## Goal of the exercise
Return exactly the lines of the entries that start at the line containing "smoke in the photo above." and continue to the last line. Omit the pictures.

--- Exercise materials ---

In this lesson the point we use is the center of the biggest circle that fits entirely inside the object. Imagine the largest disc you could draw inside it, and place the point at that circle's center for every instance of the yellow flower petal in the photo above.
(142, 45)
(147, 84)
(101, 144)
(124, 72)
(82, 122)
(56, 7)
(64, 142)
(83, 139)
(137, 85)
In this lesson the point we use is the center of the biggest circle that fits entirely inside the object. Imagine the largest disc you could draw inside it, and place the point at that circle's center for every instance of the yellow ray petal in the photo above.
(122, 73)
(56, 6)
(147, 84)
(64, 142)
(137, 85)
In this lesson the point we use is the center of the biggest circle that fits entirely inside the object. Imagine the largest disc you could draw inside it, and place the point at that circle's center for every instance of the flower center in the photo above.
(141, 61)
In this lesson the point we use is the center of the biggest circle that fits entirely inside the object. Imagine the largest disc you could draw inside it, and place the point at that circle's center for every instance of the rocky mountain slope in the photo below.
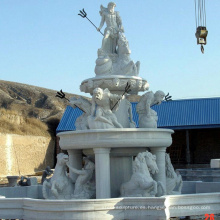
(26, 101)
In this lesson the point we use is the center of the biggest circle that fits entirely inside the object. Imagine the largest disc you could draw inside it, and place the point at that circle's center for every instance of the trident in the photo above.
(83, 14)
(62, 95)
(168, 97)
(127, 90)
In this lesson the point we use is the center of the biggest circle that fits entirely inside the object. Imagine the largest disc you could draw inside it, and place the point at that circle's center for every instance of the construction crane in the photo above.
(200, 16)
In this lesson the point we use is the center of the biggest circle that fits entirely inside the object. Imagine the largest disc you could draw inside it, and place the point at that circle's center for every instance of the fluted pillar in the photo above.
(75, 160)
(160, 159)
(102, 171)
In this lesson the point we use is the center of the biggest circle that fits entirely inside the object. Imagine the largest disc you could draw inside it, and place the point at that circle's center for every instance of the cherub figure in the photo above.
(84, 185)
(114, 26)
(147, 116)
(102, 110)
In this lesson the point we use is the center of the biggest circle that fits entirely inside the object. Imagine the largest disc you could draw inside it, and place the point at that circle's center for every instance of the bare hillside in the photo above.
(30, 101)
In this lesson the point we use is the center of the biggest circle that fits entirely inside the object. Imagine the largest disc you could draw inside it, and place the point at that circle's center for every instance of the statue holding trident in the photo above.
(114, 26)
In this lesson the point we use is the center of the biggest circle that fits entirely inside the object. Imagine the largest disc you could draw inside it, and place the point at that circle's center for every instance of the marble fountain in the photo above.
(127, 173)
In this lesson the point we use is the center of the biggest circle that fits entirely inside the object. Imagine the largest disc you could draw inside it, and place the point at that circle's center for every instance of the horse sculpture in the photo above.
(59, 186)
(141, 183)
(173, 180)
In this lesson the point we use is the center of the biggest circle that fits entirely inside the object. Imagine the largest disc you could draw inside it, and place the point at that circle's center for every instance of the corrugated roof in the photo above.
(176, 114)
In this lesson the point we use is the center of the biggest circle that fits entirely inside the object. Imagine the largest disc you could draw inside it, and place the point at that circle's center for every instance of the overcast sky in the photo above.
(45, 43)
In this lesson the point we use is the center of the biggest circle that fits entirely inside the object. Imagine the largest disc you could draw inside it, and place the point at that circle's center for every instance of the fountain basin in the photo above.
(115, 138)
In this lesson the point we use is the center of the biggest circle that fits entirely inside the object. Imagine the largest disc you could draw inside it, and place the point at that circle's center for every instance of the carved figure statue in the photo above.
(141, 183)
(174, 181)
(147, 116)
(47, 172)
(84, 185)
(59, 186)
(124, 64)
(103, 64)
(81, 122)
(101, 114)
(24, 181)
(114, 26)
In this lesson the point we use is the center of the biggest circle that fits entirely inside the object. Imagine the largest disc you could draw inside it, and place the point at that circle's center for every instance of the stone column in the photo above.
(75, 160)
(160, 159)
(102, 172)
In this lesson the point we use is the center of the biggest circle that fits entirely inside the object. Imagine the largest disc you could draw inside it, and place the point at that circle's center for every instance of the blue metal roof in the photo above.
(176, 114)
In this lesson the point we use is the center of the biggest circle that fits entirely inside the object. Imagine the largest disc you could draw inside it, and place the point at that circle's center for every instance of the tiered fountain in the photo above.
(127, 173)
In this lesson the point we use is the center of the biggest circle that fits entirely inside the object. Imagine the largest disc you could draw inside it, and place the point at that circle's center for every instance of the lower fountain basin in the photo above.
(115, 138)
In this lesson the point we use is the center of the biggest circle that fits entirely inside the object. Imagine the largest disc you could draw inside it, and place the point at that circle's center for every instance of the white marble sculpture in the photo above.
(85, 105)
(114, 55)
(147, 116)
(85, 183)
(102, 110)
(59, 186)
(141, 183)
(114, 26)
(174, 181)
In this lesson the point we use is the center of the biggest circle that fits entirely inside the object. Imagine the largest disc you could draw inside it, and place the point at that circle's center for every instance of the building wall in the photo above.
(204, 145)
(25, 154)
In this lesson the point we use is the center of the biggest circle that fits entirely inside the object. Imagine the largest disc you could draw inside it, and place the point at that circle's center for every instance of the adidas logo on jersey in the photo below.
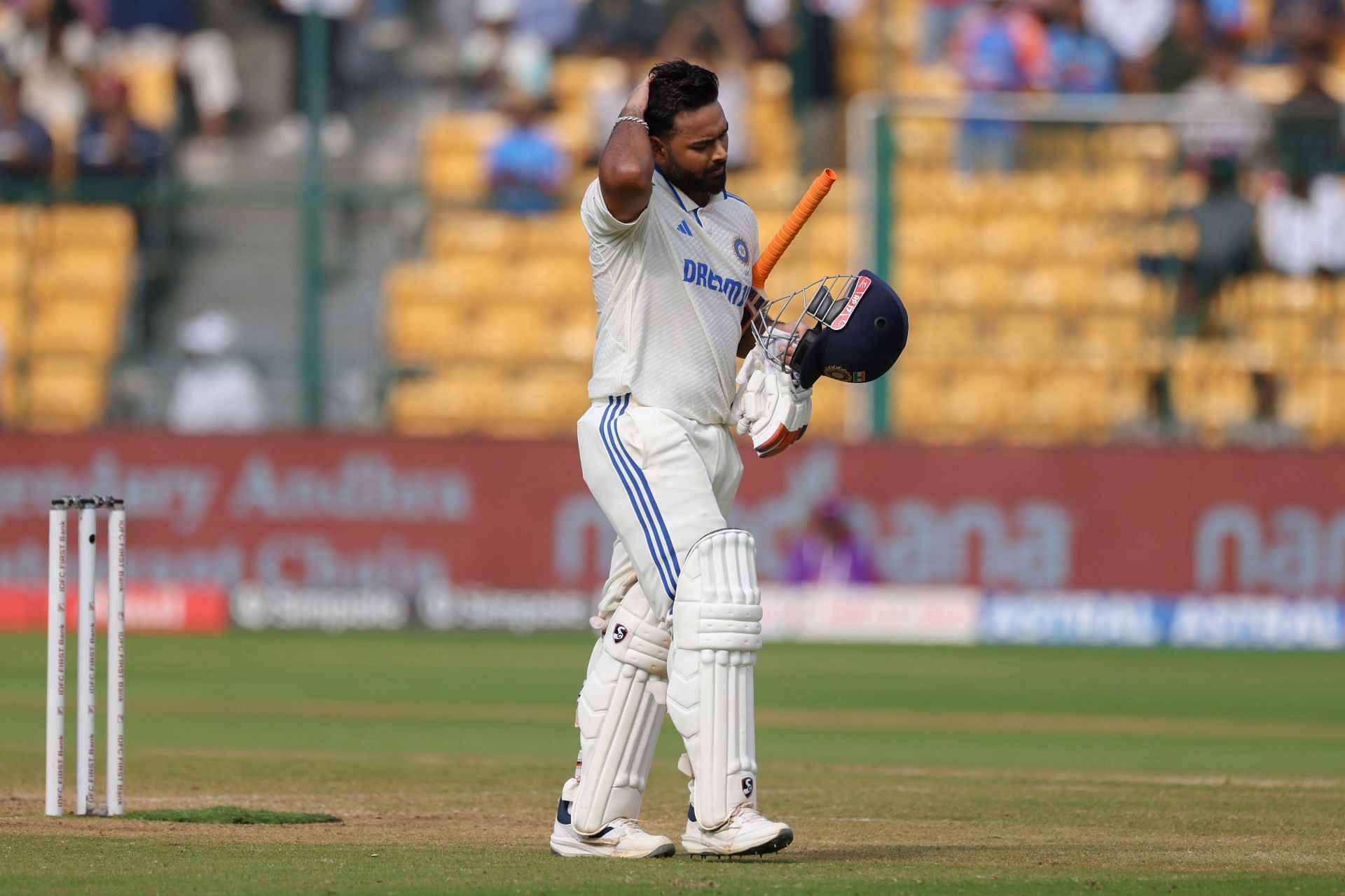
(700, 273)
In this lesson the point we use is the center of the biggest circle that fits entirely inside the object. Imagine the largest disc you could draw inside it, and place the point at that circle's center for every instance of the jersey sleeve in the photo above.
(599, 222)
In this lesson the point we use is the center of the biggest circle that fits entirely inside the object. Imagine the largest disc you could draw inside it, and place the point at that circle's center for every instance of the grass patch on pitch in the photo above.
(902, 770)
(232, 815)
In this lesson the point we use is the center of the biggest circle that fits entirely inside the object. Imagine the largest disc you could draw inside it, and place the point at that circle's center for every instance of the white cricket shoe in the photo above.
(622, 839)
(745, 833)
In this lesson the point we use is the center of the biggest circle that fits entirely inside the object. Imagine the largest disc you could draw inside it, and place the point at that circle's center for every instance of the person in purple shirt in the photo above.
(1083, 62)
(829, 552)
(25, 144)
(527, 169)
(111, 142)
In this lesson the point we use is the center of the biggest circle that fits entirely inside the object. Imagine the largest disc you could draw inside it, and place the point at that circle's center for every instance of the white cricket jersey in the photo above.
(670, 289)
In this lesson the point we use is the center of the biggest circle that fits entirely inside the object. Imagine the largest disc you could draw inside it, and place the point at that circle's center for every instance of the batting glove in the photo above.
(768, 406)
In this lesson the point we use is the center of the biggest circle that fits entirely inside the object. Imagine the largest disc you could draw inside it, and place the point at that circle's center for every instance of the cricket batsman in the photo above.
(681, 614)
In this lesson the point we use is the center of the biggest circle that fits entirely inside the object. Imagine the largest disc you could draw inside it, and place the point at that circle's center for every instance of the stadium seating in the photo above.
(65, 280)
(1032, 321)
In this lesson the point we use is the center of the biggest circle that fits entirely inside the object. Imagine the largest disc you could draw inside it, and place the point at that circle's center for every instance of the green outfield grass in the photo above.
(902, 769)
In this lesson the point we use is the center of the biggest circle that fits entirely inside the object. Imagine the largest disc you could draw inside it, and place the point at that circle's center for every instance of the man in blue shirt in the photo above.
(527, 169)
(25, 144)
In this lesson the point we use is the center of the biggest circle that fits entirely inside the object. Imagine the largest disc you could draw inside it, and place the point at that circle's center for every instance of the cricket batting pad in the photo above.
(716, 638)
(619, 715)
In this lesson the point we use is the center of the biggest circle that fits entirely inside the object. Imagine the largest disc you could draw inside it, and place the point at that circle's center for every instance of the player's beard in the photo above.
(690, 182)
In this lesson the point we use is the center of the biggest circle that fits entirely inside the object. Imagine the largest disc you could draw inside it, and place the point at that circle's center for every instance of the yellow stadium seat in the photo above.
(1110, 336)
(457, 175)
(1026, 334)
(478, 233)
(451, 401)
(152, 84)
(19, 223)
(65, 394)
(83, 272)
(14, 268)
(106, 228)
(424, 331)
(556, 235)
(76, 326)
(14, 397)
(1286, 336)
(14, 326)
(462, 132)
(464, 282)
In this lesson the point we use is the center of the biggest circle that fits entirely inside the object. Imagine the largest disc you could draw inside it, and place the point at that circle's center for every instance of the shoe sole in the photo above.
(773, 845)
(661, 852)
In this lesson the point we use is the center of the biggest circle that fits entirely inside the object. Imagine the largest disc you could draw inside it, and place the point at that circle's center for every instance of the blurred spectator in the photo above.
(1219, 120)
(1134, 29)
(817, 90)
(338, 136)
(997, 48)
(49, 43)
(111, 142)
(556, 22)
(501, 57)
(717, 36)
(1159, 424)
(1181, 54)
(170, 32)
(25, 144)
(608, 92)
(1308, 128)
(607, 26)
(1083, 62)
(1302, 228)
(1295, 23)
(216, 390)
(941, 23)
(829, 552)
(1226, 225)
(1264, 429)
(1228, 18)
(527, 167)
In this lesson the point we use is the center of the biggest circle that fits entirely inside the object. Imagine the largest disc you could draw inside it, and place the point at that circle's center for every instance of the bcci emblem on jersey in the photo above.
(740, 249)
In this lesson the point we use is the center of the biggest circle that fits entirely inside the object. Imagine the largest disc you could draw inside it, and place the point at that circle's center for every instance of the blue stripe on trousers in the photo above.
(642, 513)
(663, 529)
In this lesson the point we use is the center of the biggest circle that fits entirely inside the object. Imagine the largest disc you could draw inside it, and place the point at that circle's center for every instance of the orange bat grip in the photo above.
(791, 226)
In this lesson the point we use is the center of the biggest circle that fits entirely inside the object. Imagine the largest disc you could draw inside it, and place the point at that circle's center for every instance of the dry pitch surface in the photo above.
(902, 770)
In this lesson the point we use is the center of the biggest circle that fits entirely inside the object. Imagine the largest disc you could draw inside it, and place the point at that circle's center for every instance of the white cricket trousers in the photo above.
(663, 482)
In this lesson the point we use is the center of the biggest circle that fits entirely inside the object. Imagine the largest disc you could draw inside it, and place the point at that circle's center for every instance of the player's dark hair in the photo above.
(678, 86)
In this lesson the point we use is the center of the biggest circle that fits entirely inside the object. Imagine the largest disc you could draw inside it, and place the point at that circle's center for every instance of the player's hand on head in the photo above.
(639, 100)
(768, 406)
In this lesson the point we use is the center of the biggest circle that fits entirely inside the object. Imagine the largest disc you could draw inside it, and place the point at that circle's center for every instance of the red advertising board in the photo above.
(162, 607)
(382, 511)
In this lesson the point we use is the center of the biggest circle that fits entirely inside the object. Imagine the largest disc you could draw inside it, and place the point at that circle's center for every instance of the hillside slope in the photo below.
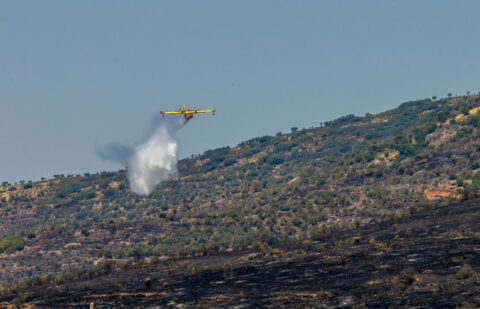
(429, 259)
(272, 189)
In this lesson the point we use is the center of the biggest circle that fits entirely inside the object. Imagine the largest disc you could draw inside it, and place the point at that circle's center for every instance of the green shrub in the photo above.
(11, 243)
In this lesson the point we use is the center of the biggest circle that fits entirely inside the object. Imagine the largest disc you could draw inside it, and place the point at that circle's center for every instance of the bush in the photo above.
(11, 243)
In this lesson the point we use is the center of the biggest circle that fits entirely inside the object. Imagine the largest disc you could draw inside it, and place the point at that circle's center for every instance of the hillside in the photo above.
(428, 259)
(273, 189)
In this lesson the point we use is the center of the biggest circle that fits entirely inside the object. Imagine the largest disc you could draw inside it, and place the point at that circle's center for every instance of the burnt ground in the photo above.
(429, 259)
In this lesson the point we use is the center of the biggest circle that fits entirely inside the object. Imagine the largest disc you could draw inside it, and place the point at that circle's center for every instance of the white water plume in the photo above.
(151, 162)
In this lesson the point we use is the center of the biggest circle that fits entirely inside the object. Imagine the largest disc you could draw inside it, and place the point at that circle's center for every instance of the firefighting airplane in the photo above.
(188, 113)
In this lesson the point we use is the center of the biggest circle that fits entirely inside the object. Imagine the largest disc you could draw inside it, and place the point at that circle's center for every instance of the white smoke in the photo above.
(151, 162)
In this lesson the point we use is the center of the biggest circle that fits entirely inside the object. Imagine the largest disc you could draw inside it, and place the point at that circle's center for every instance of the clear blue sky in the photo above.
(76, 74)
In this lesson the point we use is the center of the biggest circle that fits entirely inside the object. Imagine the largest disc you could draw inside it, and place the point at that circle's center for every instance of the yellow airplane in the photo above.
(188, 113)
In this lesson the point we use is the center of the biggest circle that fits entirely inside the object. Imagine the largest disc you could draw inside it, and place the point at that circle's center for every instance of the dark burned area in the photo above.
(427, 259)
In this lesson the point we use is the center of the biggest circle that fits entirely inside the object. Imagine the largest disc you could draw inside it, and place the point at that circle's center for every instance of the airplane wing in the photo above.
(205, 111)
(171, 113)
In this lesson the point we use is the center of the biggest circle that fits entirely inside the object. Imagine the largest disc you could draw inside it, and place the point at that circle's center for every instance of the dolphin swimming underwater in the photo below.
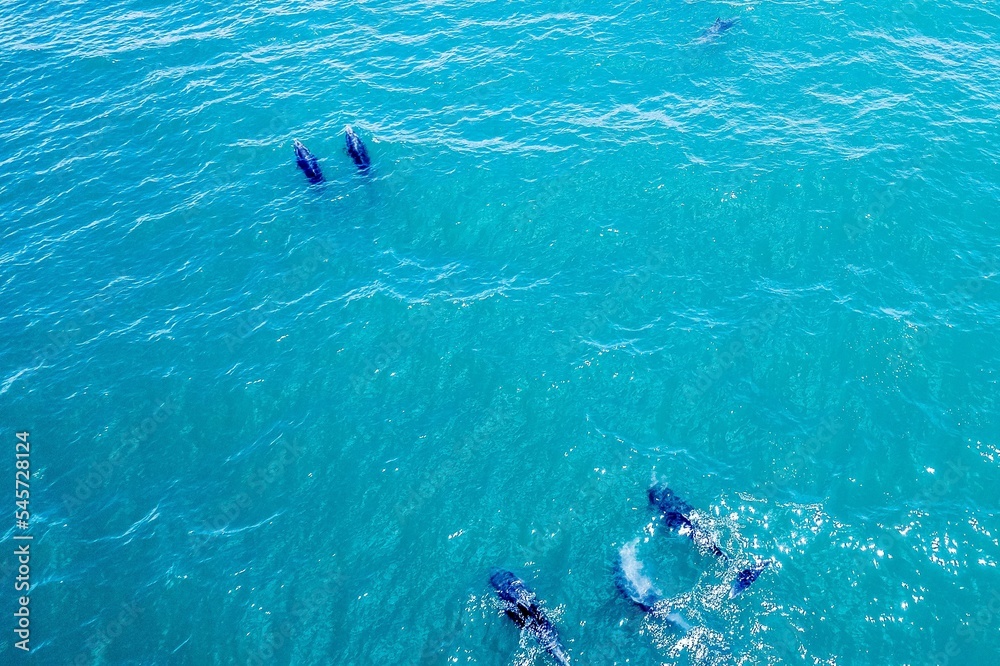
(746, 577)
(307, 162)
(634, 584)
(356, 149)
(520, 606)
(675, 516)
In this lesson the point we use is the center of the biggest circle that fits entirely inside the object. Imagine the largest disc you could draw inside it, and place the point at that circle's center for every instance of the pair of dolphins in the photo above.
(675, 512)
(519, 602)
(310, 165)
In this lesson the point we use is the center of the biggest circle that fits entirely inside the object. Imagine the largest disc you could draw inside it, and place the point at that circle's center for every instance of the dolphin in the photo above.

---

## Solution to the exercise
In this lesson the point we use is the center of the biggest circle that fits entirely inside the object. Imagine the largest disc you could draw inside it, and place the point at that circle's center for every instance of the white smoke in the photo above.
(151, 162)
In this lesson the point we use is the center of the biggest circle that fits entirely inside the object. Imagine the largest disc you could draw inside it, and place the point at that circle's center for every instance of the clear blue sky in the photo above.
(76, 74)
In this lesson the point we use is the center of the biggest circle that fits entirely inside the object. Imagine the largest disc you could draw inside it, and place the point at that circle's center for every instance of the yellow airplane in the photo above.
(188, 113)
In this lesson the point we use is the center of the biggest circle that fits entirely inside the object. Imagine the largest disc you could draw inside it, and place the point at that circle's center for every instance of the dark burned area in the photo above.
(427, 259)
In this lesson the point we use is the center of the biggest circle that fits entirely inside the object. Imagine the largest disc you could draw inside it, and place the point at that circle's center for every instance of the airplane wing in the photo above.
(205, 111)
(171, 113)
In this lesson the point we use is the center of the biggest circle that fits entirely inside the object. Imagine the largest disc you could draw inside it, and place the point at that circle's center for every instance of the dolphin swimming underwater in the photo below.
(746, 577)
(307, 162)
(634, 584)
(356, 149)
(520, 606)
(675, 516)
In this lesson the point we use is the center of the biggest circle that fits entirely inside the object. Imagine the largest disc you could draw inside it, and place the point at that circle's center for every instance of the pair of dolphins in the photo above.
(675, 512)
(519, 602)
(310, 165)
In this lesson the point we use is the center of the biggest circle that fits entirely inside the object. Imagine the largest disc you could draw inside it, and place the point at that circle's center for every instance of the dolphin in the photo above.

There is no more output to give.